Please rescale the records below by copying every line, requests included, and multiplying each coordinate in the answers by 0.2, rounding to whole numbers with halves rounded up.
#####
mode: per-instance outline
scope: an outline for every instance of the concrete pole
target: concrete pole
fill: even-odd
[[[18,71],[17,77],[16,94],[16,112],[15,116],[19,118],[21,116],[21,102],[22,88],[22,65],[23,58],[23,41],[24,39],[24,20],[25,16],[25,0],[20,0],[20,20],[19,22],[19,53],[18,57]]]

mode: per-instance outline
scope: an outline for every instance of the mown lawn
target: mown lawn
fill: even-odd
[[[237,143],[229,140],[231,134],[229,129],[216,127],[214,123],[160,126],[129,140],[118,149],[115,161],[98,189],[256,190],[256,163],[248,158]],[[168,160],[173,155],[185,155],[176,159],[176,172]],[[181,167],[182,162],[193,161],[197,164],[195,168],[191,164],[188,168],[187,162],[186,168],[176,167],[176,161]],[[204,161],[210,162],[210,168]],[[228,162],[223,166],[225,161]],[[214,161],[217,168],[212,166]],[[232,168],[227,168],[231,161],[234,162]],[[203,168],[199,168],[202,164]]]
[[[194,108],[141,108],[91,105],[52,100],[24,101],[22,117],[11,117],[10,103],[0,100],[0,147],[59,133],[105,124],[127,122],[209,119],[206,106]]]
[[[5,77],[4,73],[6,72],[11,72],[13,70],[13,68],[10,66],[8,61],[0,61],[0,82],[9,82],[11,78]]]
#####
* _Complete response_
mode: per-instance outline
scope: an outline for every instance of the concrete pole
target: concrete pole
fill: even-odd
[[[4,14],[3,15],[3,19],[3,22],[3,23],[4,24],[4,23],[4,20],[4,18],[4,13],[5,12],[5,8],[5,8],[5,4],[5,3],[5,0],[4,0],[4,4],[4,4],[4,11],[4,11]]]

mode: per-instance outline
scope: an outline for every instance of the mown lawn
target: mown lawn
fill: even-odd
[[[47,29],[46,28],[46,27],[46,26],[43,25],[43,25],[32,25],[26,28],[24,30],[23,32],[20,38],[51,38],[51,33],[50,32]],[[34,32],[35,31],[37,31],[35,32],[35,34]],[[36,33],[36,32],[39,32],[39,33],[39,34],[38,33],[38,34],[37,32],[37,34],[35,33],[35,32]],[[41,32],[42,32],[42,34]],[[46,32],[45,33],[45,32]],[[43,32],[43,34],[42,33]],[[46,34],[45,34],[46,32],[47,32]],[[41,34],[40,34],[40,33]]]
[[[39,22],[28,22],[18,21],[10,20],[5,20],[4,23],[2,23],[2,21],[0,20],[0,29],[12,27],[21,25],[25,24],[42,24],[41,21]]]
[[[1,15],[1,15],[1,14],[2,14],[3,14],[3,14],[2,13],[2,12],[0,12],[0,16],[2,16],[2,16]]]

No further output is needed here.